Records excerpted from a collection
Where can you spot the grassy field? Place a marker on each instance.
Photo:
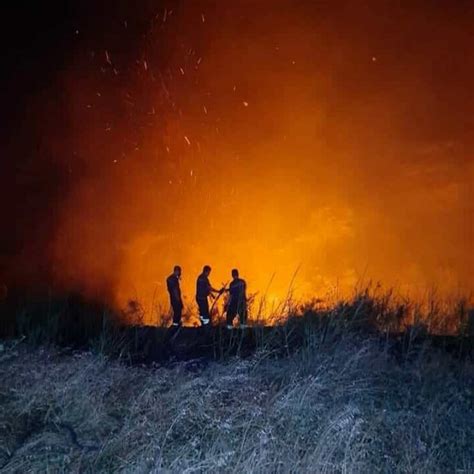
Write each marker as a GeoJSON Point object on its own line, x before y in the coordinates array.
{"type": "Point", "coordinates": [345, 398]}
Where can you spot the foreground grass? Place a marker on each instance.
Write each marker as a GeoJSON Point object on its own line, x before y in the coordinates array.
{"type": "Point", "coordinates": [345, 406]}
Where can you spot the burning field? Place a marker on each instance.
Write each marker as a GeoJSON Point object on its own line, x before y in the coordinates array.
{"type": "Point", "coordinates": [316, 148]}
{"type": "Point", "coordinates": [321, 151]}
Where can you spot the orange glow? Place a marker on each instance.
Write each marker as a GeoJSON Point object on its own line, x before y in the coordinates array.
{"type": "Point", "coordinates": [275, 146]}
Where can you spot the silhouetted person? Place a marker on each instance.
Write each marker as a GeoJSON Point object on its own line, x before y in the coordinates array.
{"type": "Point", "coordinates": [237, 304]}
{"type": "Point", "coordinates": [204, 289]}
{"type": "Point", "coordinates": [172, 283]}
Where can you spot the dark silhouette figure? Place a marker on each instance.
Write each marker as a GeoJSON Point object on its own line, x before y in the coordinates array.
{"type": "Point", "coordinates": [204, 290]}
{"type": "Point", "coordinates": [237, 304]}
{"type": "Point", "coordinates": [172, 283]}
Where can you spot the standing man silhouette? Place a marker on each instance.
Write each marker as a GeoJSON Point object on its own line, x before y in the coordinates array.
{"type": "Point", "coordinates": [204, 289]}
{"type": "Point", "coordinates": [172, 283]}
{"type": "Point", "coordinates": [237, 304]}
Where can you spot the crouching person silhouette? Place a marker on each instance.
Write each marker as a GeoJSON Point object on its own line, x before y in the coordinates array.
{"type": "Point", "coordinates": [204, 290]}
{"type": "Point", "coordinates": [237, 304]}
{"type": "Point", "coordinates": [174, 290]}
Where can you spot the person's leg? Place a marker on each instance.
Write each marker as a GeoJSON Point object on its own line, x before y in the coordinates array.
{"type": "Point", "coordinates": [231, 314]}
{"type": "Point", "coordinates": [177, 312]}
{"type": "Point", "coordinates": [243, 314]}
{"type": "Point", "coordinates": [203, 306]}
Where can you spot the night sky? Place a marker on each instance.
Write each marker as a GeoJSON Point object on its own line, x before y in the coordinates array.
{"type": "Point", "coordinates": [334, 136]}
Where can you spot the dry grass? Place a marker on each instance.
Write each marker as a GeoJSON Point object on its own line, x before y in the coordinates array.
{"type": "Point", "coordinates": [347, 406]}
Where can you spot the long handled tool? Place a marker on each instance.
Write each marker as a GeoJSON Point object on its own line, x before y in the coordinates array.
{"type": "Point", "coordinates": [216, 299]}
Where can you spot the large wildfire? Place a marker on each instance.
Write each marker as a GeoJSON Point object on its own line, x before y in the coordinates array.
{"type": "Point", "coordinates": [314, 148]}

* [What this task involves]: Copy every line of the records from the line containing "Where can you spot the large" through the end of the records, and decrease each coordinate in the answers by 71.

* [Worked answer]:
Where can you spot the large wildfire? Place a marker on each instance.
Write each marker as a GeoJSON Point object on its own line, x before y in the coordinates array.
{"type": "Point", "coordinates": [243, 77]}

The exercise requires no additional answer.